### Exercise instructions
From the first line to the last, return the data exactly, with no pictures.

[Stored data entries]
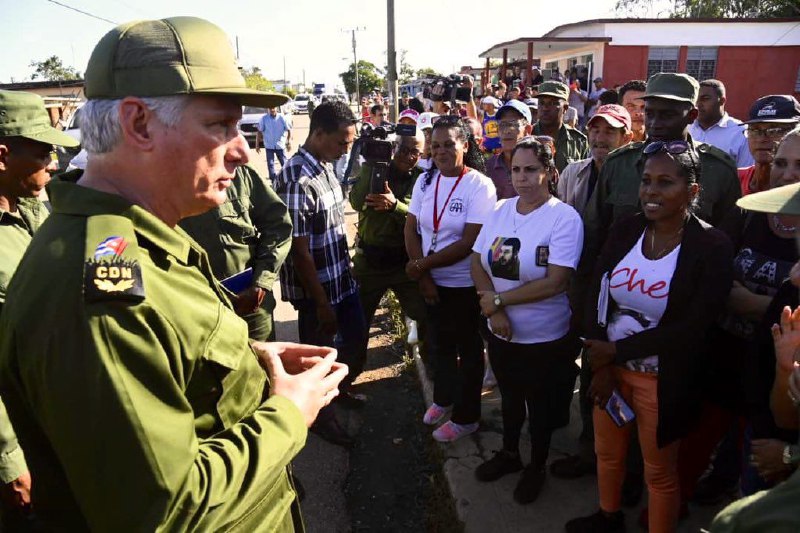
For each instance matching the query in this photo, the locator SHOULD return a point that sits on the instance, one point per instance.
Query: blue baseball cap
(517, 106)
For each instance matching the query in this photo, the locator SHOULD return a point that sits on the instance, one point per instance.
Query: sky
(310, 36)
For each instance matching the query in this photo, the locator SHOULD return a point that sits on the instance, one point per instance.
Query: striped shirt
(312, 193)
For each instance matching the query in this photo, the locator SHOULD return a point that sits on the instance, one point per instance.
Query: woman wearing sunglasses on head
(449, 204)
(522, 262)
(660, 282)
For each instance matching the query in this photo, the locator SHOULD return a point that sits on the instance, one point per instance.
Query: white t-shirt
(640, 287)
(516, 249)
(470, 203)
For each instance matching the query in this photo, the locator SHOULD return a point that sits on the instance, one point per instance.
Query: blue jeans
(351, 332)
(271, 155)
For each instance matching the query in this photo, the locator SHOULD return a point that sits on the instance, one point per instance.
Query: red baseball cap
(616, 115)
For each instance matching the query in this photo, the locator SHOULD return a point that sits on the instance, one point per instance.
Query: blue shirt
(274, 130)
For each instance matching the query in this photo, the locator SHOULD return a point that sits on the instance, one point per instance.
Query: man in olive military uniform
(26, 161)
(138, 398)
(380, 259)
(251, 230)
(571, 145)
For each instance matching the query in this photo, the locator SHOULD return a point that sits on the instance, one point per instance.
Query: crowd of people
(136, 336)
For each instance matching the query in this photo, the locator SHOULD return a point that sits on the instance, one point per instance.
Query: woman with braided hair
(448, 207)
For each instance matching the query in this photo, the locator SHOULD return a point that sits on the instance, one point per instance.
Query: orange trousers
(660, 464)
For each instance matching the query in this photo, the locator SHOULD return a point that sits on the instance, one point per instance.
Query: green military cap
(555, 89)
(167, 57)
(23, 115)
(672, 86)
(780, 200)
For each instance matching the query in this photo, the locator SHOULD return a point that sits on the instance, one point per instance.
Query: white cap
(426, 120)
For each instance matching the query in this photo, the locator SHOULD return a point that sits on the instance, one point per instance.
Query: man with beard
(608, 129)
(570, 143)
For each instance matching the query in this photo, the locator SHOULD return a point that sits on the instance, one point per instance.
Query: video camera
(377, 151)
(441, 89)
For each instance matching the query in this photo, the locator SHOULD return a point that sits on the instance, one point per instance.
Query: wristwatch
(791, 454)
(497, 300)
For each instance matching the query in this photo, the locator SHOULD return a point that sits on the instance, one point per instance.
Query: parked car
(301, 103)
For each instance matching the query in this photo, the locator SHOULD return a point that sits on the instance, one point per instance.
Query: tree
(53, 69)
(714, 8)
(369, 77)
(255, 80)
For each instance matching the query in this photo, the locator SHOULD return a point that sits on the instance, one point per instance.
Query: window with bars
(662, 59)
(701, 62)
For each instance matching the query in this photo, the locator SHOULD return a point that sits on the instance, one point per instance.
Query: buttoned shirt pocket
(227, 383)
(235, 223)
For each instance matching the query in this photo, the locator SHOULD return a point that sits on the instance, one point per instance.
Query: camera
(377, 150)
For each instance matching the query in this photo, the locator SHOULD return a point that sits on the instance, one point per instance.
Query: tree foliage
(711, 8)
(53, 69)
(369, 77)
(254, 79)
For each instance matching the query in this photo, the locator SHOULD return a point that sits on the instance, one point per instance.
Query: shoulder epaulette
(112, 269)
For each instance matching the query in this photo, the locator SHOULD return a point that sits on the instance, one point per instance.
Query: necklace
(525, 216)
(666, 248)
(782, 227)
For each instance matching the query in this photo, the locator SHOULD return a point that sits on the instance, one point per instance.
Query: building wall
(747, 72)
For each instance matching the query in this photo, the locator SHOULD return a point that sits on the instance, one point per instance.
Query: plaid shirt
(314, 198)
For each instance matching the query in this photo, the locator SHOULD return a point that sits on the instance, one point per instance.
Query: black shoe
(330, 430)
(597, 523)
(503, 462)
(572, 467)
(632, 489)
(711, 490)
(530, 485)
(349, 400)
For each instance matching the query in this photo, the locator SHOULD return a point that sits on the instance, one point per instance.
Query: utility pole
(355, 59)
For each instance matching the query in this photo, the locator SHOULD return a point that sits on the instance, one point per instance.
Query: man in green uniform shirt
(380, 259)
(252, 229)
(571, 145)
(26, 161)
(138, 398)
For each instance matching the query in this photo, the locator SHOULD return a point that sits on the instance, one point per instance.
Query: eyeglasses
(767, 132)
(515, 125)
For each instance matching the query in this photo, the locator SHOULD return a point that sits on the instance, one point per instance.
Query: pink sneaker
(450, 431)
(435, 414)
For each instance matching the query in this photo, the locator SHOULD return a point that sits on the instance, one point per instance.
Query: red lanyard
(438, 220)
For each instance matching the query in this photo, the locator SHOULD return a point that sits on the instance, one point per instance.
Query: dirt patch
(396, 481)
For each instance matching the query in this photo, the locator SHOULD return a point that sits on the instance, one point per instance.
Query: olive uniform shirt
(252, 229)
(16, 232)
(131, 382)
(571, 145)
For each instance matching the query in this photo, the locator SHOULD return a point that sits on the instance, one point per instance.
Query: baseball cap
(409, 113)
(779, 108)
(167, 57)
(426, 120)
(517, 106)
(491, 100)
(23, 114)
(616, 115)
(555, 89)
(780, 200)
(672, 86)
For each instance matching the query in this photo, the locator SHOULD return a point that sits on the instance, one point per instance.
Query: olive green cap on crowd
(780, 200)
(23, 115)
(671, 86)
(169, 57)
(555, 89)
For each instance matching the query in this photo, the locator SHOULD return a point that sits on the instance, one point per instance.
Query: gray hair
(99, 120)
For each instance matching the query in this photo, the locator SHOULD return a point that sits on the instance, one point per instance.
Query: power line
(81, 12)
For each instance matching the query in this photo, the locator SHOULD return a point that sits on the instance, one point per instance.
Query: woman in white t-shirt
(521, 265)
(662, 279)
(448, 206)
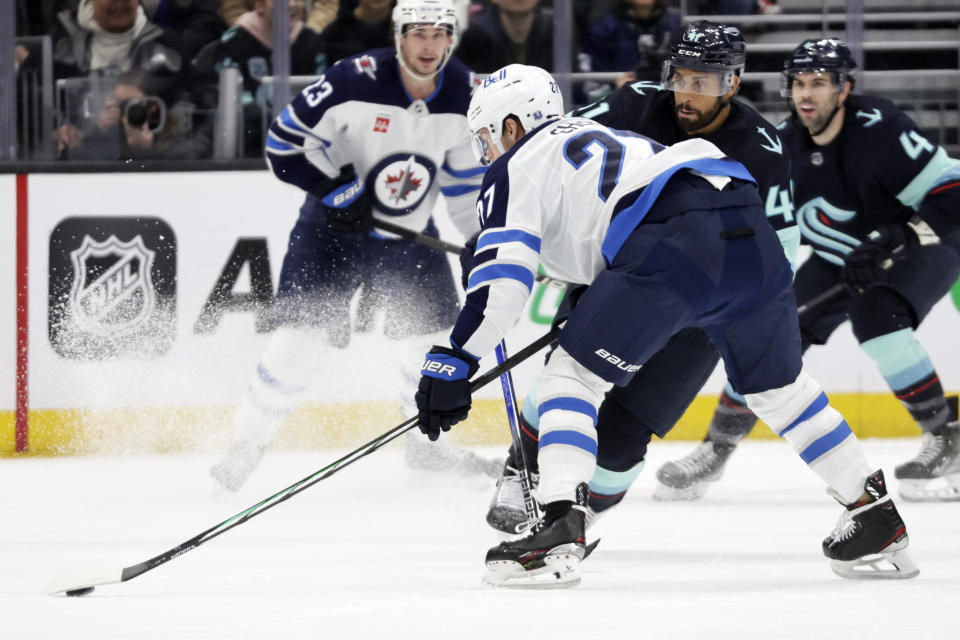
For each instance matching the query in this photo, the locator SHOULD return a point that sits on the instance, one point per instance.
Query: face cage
(726, 76)
(786, 80)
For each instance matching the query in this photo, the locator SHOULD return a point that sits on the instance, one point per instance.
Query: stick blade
(68, 582)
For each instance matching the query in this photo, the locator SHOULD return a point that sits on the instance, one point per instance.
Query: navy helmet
(706, 46)
(819, 55)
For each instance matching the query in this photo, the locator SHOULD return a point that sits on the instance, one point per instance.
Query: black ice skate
(687, 478)
(507, 512)
(870, 539)
(549, 555)
(934, 474)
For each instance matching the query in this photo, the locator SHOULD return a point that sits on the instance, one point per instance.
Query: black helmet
(707, 46)
(827, 55)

### Worked solution
For each instance matching the query in this photo, the locator SHOULD return a point that sits on the instance, one point per instance.
Query: blue baseball cap
(517, 106)
For each instance matching the query in this photo, the locator SHOULD return a point that sits on the instance, one point per instance.
Query: sky
(310, 36)
For each instance matching the query in this photo, the locator SHOULD return a point that sits on the instance, one point per instance.
Query: striped shirt
(312, 193)
For each instance matching the query in this photo, the locator SHOULD return a point that sits on the instance, one point per instance.
Query: woman wearing sunglasses on head
(449, 204)
(522, 262)
(660, 282)
For each instance matching the query in this photo, the locator SHOULD return a point that sits on the instance, one point per instance.
Query: white t-shirt
(640, 287)
(516, 249)
(470, 203)
For each instance matching the query in this photo, the locator SHOULD return a point that sits on the instance, one point per instance.
Query: blue jeans
(351, 332)
(271, 155)
For each instance matching the query in this photo, the locator SHOULD return a point that sits on the instance, one point per instance.
Query: red baseball cap
(616, 115)
For each instance matching the query in this photo, the locator SHOULD return a point that sits on the instance, one point per instance.
Query: blue shirt
(274, 130)
For each instance matching the query in this photo, the locator SHOULD return a point that sits on the instance, one point per instance.
Query: man in olive military uniform
(26, 161)
(138, 398)
(380, 259)
(251, 230)
(571, 145)
For each instance matching the query in this photo, the locator SHOULD return a point that sits on the instance, one point per instance.
Query: crowd of people
(136, 336)
For each instance matching the query in this photo, the locator SHOULD return a point that sits on the instance, one point per instance.
Query: woman with braided hair
(448, 207)
For each instance matching the query in this photo, the locator SHOULD return a point that sits on the instance, one point per instance.
Query: orange trousers
(660, 464)
For each instance matching the query in this photo, the locator SHOULD return a point that sits on the instance, one point per instance.
Query: green military cap
(555, 89)
(167, 57)
(23, 115)
(672, 86)
(780, 200)
For each instance matching the query in this photo, the locator SHOULD return a point that sits on the instance, one point per instance.
Query: white cap
(426, 120)
For each instance matching the query in this photo, the locator SHOULD return a point that sits on the instance, one point per instance.
Query: man with beard
(608, 129)
(570, 143)
For each instance matching the query in this photo, the locator SHOULD return a point that sits on the instance, one point per instance.
Query: video camera
(377, 151)
(441, 89)
For each instance matching the query in this photo, the locator SHOULD return a point that sits on the instance, one point per instance.
Query: wristwatch
(791, 454)
(497, 300)
For each instance matching the query in this photo, the locator SHOULD return a point that sits on the instance, one point per instance.
Query: parked car
(301, 103)
For each instance matching the query in this photo, the locator SHOULD return a point that sits on the instance, one point per instance.
Query: tree
(53, 69)
(714, 8)
(369, 77)
(255, 80)
For each instance matching the query in this photo, the locator SHOULD return a point that sits on the instance, one point per instance.
Query: window with bars
(662, 59)
(701, 62)
For each instance matching the query in this photo, the locator SHOULD return a point that sits on the instance, one point per instance.
Query: buttoned shirt pocket
(227, 383)
(235, 223)
For each instance matching the query in this photo, the locator SHOULD return a point that sits on the instance, one point per instance.
Query: camera
(377, 150)
For each instance matching the query in this photo, the locator SHOULD return a point that sits on the instance, one point per instance.
Query: tree foliage
(711, 8)
(53, 69)
(369, 77)
(254, 79)
For each instance matching the query in this photo, the locator SHOULD return a point that sits on the instance, one point per instance.
Query: shoulder epaulette
(112, 269)
For each instance matching the query in this photo, the locator SHOULD return a point that sits on the instance, one point per instance.
Query: necklace
(525, 216)
(666, 248)
(782, 227)
For each instance matching the query in this photo, the locator SHOULD return a point that sits on the instance, one point per instance.
Query: building wall
(747, 72)
For each instance matching the query in this photo, the locator SHOULD return a point that sits on the instance, one point per instance.
Query: plaid shirt
(314, 198)
For each instance matching the query in this photo, the locator SHOULD return a point that sits on the instance, one point per instance.
Query: black shoe
(330, 430)
(597, 523)
(503, 462)
(572, 467)
(632, 489)
(711, 490)
(530, 485)
(349, 400)
For each instance matching the query in this photo, the locator SHOULD return a point that sits on the instance, one point per instance.
Query: utility pole
(355, 59)
For each instance matching the query in this photo, the locator SHOULD return a point that sits on the instance, one point per instance.
Query: man in green uniform shirt
(380, 259)
(252, 229)
(571, 145)
(26, 161)
(138, 398)
For each instance matching the query in this photo, the locator SHOULD return a point that sits on the instance, one point per instance.
Query: eyeglasses
(767, 132)
(515, 125)
For each instance matching the query in this photo, the locator SHOULD return a point that sits on the instance, one point per instance.
Query: pink sneaker
(450, 431)
(435, 414)
For each instance matching the query in this photo, the locator SHOULD return a point that sits on the instance, one point per instance.
Query: red lanyard
(438, 220)
For each instance matching the query in this photo, the locator SHOULD return a point that sits on the instance, one point per instance.
Query: dirt patch
(396, 481)
For each instance matching the query in this photo, the locator SHOULD return a point that sits on the instance, one point per instance.
Query: olive uniform shirt
(252, 229)
(16, 232)
(131, 382)
(571, 145)
For each instance matching the query in this photo, the locator SHOULD return a point that sits on the instance, one point per instance.
Query: baseball cap
(409, 113)
(779, 108)
(167, 57)
(426, 120)
(517, 106)
(491, 100)
(23, 114)
(616, 115)
(555, 89)
(780, 200)
(672, 86)
For each instance matching the query in this photo, the locator SHOULD return a point that sits on the instance, one point per instance.
Query: olive green cap on crowd
(780, 200)
(23, 115)
(671, 86)
(169, 57)
(555, 89)
For each instance matching the query in this photo, the locator SHOULD return a point that sits on the instance, one point per instance.
Query: gray hair
(99, 120)
For each instance matching the query in this photo, the locator SHOULD return a point that sits on the instance, one point per instance.
Query: power line
(81, 12)
For each instance matching the query in this photo, the locator SHOULD return a point that sits on the instance, one point per instance.
Query: woman in white t-shirt
(521, 265)
(662, 279)
(448, 206)
For each instance matching the query in this photo, the locator SHOULD return a point that sits on the instance, one point per instance.
Query: face cage
(726, 76)
(786, 80)
For each instance matching the query in this photo, the locator SHOULD return a point that sits on the instance, one point per instance.
Query: stick blade
(68, 582)
For each instance matching the query in this photo, the locator SHOULD return a point that sits on the instance, one point per instance.
Query: navy helmet
(706, 46)
(819, 55)
For each instance matching the query in this photo, the locator SHOULD return a point that sits on the instance, one point per instance.
Query: black ice skate
(687, 478)
(507, 512)
(870, 539)
(549, 555)
(934, 474)
For each instance matching the query in this photo, the locator SHOULD return a point that sits on the instance, one point per instance.
Query: black helmet
(707, 46)
(827, 55)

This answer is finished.